- **TEXT PROVIDED**

E-commerce giant Shopify will be cutting 10% of its global workforce by the end of the day, just one week after it announced its major integration with YouTube.
The news came from an internal email by chief executive Tobias Lütke, which has now been published online.
“Team, I’m sitting down to write this email not far from where I once sat down to write the first few lines of code for Shopify itself,” the email begins.
After breaking the news of the redundancies — writing that individual emails would be going out “in the next few minutes” following the initial all-staff email to “clarify if your role was affected” — Lütke then explained that the layoffs were due to a growth misjudgement.
“When the Covid pandemic set in, almost all retail shifted online because of shelter-in-place orders. Demand for Shopify skyrocketed,” Lütke wrote.
“We bet that the channel mix — the share of dollars that travel through e-commerce rather than physical retail — would permanently leap ahead by 5 or even 10 years.
“We couldn’t know for sure at the time, but we knew that if there was a chance that this was true, we would have to expand the company to match.

- **TASK SET**
a) Please copy the Shopify article from "E-commerce giant Shopify" up to and including "a growth misjudgement.", renaming "Shopify" as "Shopify Inc." throughout.
b) List every company and person named in the Shopify article.
The lines that come next have no connection to the Shopify article.

- **MATERIAL SUPPLIED**
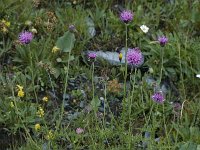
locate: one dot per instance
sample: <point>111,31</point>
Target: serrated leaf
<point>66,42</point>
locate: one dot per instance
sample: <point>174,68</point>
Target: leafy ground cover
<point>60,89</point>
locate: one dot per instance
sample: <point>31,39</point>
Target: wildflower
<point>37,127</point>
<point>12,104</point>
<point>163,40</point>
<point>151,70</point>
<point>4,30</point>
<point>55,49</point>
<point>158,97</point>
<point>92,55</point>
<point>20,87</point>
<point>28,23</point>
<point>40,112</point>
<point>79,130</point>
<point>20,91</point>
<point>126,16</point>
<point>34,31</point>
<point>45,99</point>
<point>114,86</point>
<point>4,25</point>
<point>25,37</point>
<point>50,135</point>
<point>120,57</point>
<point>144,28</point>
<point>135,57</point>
==
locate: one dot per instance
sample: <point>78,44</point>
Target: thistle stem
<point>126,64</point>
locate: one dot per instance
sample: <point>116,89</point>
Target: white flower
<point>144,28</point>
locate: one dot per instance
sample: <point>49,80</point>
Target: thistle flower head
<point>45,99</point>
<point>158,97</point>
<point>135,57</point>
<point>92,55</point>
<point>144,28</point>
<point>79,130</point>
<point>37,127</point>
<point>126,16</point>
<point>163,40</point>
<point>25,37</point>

- **SOLVED PROBLEMS**
a)
E-commerce giant Shopify Inc. will be cutting 10% of its global workforce by the end of the day, just one week after it announced its major integration with YouTube.
The news came from an internal email by chief executive Tobias Lütke, which has now been published online.
“Team, I’m sitting down to write this email not far from where I once sat down to write the first few lines of code for Shopify Inc. itself,” the email begins.
After breaking the news of the redundancies — writing that individual emails would be going out “in the next few minutes” following the initial all-staff email to “clarify if your role was affected” — Lütke then explained that the layoffs were due to a growth misjudgement.

b) Shopify, YouTube, Tobias Lütke